§ **Texte fourni**:

════════════════

Le style sobre du manuel d'Albert Malet, nouvellement paru à l'époque, n'est pas moins efficace. Cet ouvrage considère l'annexion comme une violation du droit des peuples à disposer d'eux-mêmes et y voit un trait de caractère de l'Empire allemand. Le traité de Francfort apparaît ici encore comme un accord provisoire - un armistice qui devrait être suivi par une nouvelle guerre (Source 8 [8] ). Les manuels français ont grandement contribué à la "mobilisation littéraire" [9] de 1914.

Indications concernant l'interprétation: période de 1918 à 1945

A. Manuels scolaires allemands
Après la rétrocession de l'Alsace et de la Lorraine à la France, le désir de revanche de la France est satisfait, mais le problème persiste, l'Allemagne reprenant à son tour l'idée de revanche. Les manuels scolaires préparent le terrain en soulignant l'appartenance de la population à l'Allemagne et en attribuant l'échec de la politique d'assimilation entre 1871 et 1918 aux erreurs politiques commises par l'Empire allemand (Source 9). Cette idée obsessionnelle de "germanisation" se retrouve également à l'époque de la République de Weimar, et les manuels scolaires allemands entrent en campagne contre la perte de l'Alsace et de la Lorraine, tout comme les manuels français l'avaient fait antérieurement (Source 10). Ils utilisent les mêmes stéréotypes de "la blessure qui saignera toujours (voir source 3) ou de "la France mutilée" (voir plus bas source 18a), parlant également d'un "territoire national mutilé" dont les frontières doivent être remaniées. Cette idée est véhiculée pendant la République de Weimar par d'innombrables ouvrages consacrés aux Allemands vivant dans les territoires frontaliers et à l'étranger (Grenz- und Auslandsdeutschtum) [10]: "Sur notre territoire national mutilé vit aujourd'hui un peuple qui prend de plus en plus conscience que les frontières de notre État ne coïncident pas avec les territoires qu'il habite" (Volkstum) (Source 11).

Des ouvrages de ce type sont recommandés comme lecture complémentaire dans l'enseignement scolaire, ainsi que les poèmes qui glorifient de façon mystique la guerre de 1870 et l'unification de "l'Allemagne" impériale, les provinces annexées étant décrites comme des joyaux accompagnant la robe de mariée (Source 12 [9] ). Tout comme elle s'était ancrée en France après 1871, l'image de l'ennemi s'est ravivée en Allemagne après 1918. En réaction au traité de Versailles de 1919, Franz Schnabel approuve sans restriction la décision de Bismarck en 1871, et lui aussi attribue l'échec de la politique de l'Empire face à l'Alsace et à la Lorraine aux erreurs commises par le gouvernement (Source 13a [10] ).

════════════════

§ **Données fournies**:
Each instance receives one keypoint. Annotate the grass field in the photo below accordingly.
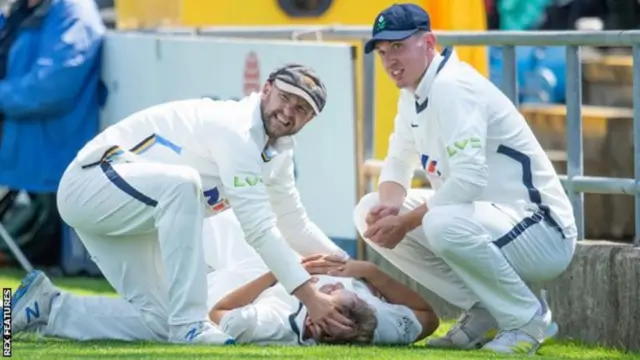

════════════════

§ **Consigne A**:
Reproduisez le passage du texte sur les manuels scolaires qui commence par "Le style sobre" et se poursuit jusqu'à "[9] de 1914.".
§ **Consigne B**:
Répondez, s'il vous plaît, à ces questions sur le texte sur les manuels scolaires :
(i) Comment le traité de Francfort apparaît-il dans le manuel d'Albert Malet ?
(ii) Quelle période couvrent les indications concernant l'interprétation ?
(iii) Quelle décision Franz Schnabel approuve-t-il sans restriction ?
§ **Consigne C**:
Rédigez la suite du texte sur les manuels scolaires après sa dernière phrase.

§ **Bonne réponse A**:
Le style sobre du manuel d'Albert Malet, nouvellement paru à l'époque, n'est pas moins efficace. Cet ouvrage considère l'annexion comme une violation du droit des peuples à disposer d'eux-mêmes et y voit un trait de caractère de l'Empire allemand. Le traité de Francfort apparaît ici encore comme un accord provisoire - un armistice qui devrait être suivi par une nouvelle guerre (Source 8 [8] ). Les manuels français ont grandement contribué à la "mobilisation littéraire" [9] de 1914.

§ **Bonne réponse B**:
(i) Comme un accord provisoire, un armistice qui devrait être suivi par une nouvelle guerre.
(ii) La période de 1918 à 1945.
(iii) La décision de Bismarck en 1871.

§ **Bonne réponse C**:
L'identification avec la tradition de la politique allemande est cultivée à un tel point qu'on n'accorde pas au gouvernement français, après 1918, le droit de mener la même politique que l'Allemagne, qui avait interdit en 1871 un référendum en Alsace et en Lorraine (Source 13b [11] ). L'état de fait de 1918 ne peut qu'apparaître provisoire aux yeux des Allemands. Les manuels scolaires nazis parus après les réformes des programmes d'enseignement de 1937/38 [11] mettent expressément en parallèle les traités de paix de 1871 et de 1919 (Source 14a [12] ). L'annexion de 1871 est mise en rapport avec le "combat pour le territoire national aux frontières de l'Empire" (Source 14b [13] ); en conséquence, le "diktat" de Versailles équivaut au "vol du sang et du sol allemand" (ibid, p. 180). Un leitmotiv de ces manuels consiste à réduire les relations internationales, en les simplifiant à l'extrême, mais avec d'autant plus d'effet, à la prétendue politique d'encerclement de l'Allemagne par les puissances occidentales: l'élargissement de "l'espace vital" à l'ouest apparaît donc comme une libération de la "pression exercée par la France" (Source 15a [14] ).

L'évolution politique dans l'ancienne Terre d'Empire est expliquée en détail, et l'échec de l'assimilation de la population est présentée d'une façon irrationnelle (Source 15b [15] ). Les manuels des lycées et des écoles primaires condamnent le vote de Bebel et de Liebknecht contre l'annexion comme un "crime de trahison" (Sources 16 [16] et (17 [17] ).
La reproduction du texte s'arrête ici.